◆ What you should do ◆
Take the line with "# mark a point on every instance of the moss-covered" and every line after it in the data. Transcribe them exactly, through the last.

◆ Entries provided ◆
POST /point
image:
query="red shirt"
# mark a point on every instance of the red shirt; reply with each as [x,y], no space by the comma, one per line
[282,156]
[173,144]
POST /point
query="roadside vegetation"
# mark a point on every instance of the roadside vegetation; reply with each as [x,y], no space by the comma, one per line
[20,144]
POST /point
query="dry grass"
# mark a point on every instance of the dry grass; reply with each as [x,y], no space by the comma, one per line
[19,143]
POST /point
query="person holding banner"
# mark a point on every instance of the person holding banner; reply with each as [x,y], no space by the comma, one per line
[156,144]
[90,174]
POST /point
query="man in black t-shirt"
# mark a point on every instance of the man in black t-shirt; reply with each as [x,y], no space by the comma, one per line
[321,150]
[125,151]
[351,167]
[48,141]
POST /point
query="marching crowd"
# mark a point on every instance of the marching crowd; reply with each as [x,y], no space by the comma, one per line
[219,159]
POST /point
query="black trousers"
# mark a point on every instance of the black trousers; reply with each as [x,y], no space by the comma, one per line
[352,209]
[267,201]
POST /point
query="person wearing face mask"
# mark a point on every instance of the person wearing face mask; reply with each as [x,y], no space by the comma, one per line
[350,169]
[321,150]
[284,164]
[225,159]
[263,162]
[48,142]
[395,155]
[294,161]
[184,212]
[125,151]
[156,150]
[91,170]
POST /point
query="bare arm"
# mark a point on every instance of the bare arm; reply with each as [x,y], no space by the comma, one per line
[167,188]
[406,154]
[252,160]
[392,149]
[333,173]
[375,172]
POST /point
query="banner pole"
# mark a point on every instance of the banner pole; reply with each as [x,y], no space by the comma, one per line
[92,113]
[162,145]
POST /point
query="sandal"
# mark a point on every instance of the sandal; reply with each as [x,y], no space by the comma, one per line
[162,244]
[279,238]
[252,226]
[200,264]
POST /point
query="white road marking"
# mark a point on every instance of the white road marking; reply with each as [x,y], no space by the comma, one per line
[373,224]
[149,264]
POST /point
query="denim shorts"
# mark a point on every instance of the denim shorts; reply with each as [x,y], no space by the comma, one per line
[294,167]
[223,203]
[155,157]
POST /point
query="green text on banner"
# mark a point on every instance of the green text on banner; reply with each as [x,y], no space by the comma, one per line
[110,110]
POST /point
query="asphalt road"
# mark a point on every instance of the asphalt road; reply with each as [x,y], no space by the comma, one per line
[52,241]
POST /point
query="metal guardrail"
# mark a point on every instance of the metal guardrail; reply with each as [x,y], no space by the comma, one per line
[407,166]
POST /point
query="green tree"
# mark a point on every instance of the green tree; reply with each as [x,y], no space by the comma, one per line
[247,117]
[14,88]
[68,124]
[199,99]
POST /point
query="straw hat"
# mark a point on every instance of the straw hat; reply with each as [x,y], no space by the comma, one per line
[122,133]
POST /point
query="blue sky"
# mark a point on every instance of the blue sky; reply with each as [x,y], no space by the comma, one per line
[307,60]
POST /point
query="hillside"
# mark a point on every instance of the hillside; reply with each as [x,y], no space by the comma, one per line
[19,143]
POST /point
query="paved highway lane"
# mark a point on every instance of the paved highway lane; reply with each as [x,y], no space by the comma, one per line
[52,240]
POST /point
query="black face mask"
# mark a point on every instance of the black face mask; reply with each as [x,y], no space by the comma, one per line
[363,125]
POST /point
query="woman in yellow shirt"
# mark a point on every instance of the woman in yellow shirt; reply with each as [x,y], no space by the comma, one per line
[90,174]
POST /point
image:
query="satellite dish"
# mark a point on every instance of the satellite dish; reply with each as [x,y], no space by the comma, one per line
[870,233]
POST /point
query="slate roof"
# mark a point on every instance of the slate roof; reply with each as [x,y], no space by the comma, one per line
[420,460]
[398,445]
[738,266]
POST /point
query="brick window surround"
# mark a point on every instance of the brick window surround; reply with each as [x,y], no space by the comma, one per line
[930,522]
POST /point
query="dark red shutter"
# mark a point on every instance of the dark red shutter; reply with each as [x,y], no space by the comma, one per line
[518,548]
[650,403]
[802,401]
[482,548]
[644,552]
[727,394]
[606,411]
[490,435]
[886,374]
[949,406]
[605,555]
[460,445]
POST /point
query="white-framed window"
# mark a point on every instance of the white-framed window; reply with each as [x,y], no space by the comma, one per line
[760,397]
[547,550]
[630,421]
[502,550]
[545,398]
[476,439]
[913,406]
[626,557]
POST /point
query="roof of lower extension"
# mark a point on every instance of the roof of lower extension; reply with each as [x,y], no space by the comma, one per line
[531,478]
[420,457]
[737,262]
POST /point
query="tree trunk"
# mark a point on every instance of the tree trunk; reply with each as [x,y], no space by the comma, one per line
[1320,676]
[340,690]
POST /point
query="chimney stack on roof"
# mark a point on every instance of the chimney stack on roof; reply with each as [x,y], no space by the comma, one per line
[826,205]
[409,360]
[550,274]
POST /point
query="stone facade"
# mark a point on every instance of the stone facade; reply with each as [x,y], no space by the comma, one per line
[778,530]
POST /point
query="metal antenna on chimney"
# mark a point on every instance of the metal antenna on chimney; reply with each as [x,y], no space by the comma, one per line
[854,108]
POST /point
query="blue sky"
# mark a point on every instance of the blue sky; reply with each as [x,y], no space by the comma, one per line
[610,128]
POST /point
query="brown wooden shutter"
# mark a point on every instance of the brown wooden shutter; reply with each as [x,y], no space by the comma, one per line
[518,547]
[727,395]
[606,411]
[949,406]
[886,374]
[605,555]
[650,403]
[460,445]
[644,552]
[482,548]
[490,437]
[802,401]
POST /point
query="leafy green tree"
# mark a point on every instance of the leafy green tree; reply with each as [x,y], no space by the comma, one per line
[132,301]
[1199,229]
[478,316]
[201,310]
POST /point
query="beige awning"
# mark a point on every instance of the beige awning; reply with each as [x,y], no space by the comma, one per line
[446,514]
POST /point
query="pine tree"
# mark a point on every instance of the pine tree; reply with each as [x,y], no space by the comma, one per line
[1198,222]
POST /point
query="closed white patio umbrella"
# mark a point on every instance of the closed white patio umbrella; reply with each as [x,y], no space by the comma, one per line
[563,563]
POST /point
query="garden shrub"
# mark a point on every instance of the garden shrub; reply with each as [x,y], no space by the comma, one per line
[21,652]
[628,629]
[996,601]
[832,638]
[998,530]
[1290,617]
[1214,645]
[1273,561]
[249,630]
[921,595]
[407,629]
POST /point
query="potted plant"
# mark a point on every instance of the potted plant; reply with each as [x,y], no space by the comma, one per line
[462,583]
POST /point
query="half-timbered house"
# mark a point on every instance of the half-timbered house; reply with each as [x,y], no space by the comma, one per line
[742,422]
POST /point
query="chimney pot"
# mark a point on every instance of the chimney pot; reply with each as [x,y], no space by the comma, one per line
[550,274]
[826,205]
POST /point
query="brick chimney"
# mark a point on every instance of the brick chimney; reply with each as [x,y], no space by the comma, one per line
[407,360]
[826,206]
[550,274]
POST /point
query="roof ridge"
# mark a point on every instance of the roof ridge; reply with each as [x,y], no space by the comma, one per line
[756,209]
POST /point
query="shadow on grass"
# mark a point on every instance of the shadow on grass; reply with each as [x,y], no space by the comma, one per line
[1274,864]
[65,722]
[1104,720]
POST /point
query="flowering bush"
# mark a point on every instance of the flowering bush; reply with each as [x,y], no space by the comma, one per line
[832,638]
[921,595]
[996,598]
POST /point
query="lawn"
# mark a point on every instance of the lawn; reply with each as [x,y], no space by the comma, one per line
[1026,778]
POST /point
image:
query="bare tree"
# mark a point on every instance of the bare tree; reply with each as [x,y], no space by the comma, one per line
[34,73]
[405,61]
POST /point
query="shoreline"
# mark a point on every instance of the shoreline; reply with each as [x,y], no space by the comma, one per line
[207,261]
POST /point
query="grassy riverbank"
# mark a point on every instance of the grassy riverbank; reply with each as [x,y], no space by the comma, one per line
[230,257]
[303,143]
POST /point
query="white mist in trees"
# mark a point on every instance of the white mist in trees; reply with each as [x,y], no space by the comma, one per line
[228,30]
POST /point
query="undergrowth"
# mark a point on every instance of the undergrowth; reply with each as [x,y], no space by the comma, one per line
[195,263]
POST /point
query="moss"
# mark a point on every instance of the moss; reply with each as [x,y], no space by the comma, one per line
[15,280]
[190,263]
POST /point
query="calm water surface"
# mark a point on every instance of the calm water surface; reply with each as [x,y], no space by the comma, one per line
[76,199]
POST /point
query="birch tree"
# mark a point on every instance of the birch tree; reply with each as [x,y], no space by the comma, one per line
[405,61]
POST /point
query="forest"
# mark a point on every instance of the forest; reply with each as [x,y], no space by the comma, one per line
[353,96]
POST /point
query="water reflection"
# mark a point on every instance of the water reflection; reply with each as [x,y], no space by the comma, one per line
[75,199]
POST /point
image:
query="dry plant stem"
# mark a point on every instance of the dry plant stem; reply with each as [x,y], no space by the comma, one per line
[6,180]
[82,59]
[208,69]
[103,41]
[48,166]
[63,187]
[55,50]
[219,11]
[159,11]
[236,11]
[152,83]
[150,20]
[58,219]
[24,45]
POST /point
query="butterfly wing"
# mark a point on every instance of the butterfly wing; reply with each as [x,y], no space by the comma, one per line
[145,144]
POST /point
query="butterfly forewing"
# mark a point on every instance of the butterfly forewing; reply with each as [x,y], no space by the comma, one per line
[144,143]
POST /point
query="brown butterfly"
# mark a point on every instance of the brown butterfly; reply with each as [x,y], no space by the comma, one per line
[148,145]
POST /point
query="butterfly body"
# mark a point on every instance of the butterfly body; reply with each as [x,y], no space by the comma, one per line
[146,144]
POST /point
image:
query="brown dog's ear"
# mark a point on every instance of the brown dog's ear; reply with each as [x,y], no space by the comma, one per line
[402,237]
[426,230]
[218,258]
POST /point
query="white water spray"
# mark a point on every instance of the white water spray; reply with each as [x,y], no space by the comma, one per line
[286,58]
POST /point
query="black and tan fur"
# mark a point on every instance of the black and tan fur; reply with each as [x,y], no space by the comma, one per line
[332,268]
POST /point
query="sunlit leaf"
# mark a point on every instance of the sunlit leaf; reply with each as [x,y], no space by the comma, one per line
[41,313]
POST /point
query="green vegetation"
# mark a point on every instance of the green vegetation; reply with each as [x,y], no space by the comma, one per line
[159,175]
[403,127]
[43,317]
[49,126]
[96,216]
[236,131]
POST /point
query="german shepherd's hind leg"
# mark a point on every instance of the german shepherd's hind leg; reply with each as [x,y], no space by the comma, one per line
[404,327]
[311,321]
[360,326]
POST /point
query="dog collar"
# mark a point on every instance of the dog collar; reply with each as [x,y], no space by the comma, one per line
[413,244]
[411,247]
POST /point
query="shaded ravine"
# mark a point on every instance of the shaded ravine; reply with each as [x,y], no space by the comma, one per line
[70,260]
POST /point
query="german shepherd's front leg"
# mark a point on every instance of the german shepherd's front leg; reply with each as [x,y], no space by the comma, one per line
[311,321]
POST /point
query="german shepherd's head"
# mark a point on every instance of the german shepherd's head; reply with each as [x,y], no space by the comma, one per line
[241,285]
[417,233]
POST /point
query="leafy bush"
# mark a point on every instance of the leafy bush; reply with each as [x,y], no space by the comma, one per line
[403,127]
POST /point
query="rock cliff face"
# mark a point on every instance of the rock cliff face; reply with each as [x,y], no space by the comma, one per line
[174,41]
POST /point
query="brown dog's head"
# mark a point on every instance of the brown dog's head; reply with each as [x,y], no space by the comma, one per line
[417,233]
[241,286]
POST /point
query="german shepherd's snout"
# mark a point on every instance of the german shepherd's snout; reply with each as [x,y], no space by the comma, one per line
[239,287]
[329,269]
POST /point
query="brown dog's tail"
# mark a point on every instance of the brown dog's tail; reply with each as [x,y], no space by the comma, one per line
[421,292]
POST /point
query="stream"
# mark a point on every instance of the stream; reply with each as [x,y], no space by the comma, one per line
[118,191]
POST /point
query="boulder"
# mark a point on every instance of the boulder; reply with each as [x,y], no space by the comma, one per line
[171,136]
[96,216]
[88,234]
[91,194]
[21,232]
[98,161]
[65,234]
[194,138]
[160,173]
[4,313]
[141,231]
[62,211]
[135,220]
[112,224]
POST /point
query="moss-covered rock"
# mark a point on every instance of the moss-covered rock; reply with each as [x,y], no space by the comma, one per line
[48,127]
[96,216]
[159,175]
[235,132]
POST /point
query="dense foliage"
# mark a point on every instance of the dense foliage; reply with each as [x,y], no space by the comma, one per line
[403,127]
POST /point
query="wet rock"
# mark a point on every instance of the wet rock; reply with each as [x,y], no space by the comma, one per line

◆ Problem solution ◆
# mark a point on every instance of the moss-covered rock; reply with each as [x,y], no space by the comma, one per line
[48,127]
[96,216]
[159,175]
[235,132]
POST /point
query="dense foliage"
# mark a point on every instance of the dense foliage; reply with each as [x,y], no space by the comma, one per line
[403,127]
POST /point
query="wet rock"
# mark a point on every instance of the wet rock; reply with each as [x,y], no space by the comma, one per line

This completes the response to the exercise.